What to do:
Find and copy each line of the records where the string "carved" shows up.

Source data:
╭──

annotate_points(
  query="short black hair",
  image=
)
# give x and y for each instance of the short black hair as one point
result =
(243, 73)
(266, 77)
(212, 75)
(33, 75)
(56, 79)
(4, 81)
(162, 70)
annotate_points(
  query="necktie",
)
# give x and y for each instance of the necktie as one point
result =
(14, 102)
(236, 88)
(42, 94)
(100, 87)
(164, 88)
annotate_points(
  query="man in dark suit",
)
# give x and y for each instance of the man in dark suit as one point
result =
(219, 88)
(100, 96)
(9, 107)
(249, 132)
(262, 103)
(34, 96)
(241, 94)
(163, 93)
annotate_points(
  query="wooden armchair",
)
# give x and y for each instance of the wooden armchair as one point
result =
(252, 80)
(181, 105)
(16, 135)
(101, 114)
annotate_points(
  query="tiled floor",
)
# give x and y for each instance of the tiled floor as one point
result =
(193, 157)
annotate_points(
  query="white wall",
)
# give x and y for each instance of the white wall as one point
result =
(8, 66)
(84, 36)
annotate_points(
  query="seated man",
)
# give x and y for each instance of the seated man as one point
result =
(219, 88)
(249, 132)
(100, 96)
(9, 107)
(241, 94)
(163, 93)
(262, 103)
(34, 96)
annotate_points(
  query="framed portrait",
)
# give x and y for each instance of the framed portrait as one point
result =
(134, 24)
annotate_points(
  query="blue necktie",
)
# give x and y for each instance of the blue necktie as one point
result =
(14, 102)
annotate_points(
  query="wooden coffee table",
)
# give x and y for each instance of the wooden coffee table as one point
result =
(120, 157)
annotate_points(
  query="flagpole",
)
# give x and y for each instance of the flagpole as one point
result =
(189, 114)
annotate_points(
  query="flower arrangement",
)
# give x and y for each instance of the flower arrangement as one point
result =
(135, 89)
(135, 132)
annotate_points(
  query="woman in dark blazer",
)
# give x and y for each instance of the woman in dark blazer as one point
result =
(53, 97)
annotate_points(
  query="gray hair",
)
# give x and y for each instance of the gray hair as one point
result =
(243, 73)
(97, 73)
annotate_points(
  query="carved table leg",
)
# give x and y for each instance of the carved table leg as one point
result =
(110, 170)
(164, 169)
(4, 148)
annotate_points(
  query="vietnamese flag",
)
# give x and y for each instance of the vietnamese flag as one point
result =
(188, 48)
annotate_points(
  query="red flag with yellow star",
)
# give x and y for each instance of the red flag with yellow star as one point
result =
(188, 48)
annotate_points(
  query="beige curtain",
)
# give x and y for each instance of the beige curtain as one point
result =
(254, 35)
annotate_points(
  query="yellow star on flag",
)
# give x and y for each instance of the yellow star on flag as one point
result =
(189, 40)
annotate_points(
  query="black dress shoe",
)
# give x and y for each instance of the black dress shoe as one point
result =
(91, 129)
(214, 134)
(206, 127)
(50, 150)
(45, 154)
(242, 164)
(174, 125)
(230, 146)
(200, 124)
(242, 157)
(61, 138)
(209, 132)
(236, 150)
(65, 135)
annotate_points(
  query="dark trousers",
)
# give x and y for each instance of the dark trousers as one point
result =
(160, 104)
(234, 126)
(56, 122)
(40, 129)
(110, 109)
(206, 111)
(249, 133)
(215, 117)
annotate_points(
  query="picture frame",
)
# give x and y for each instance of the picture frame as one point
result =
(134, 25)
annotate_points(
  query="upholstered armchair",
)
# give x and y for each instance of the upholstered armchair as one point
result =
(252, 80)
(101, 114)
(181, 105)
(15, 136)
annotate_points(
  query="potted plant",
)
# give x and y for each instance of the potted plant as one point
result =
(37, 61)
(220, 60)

╰──

Solution:
  query="carved table leg",
# give x and y for each instance of the carved table leg as one point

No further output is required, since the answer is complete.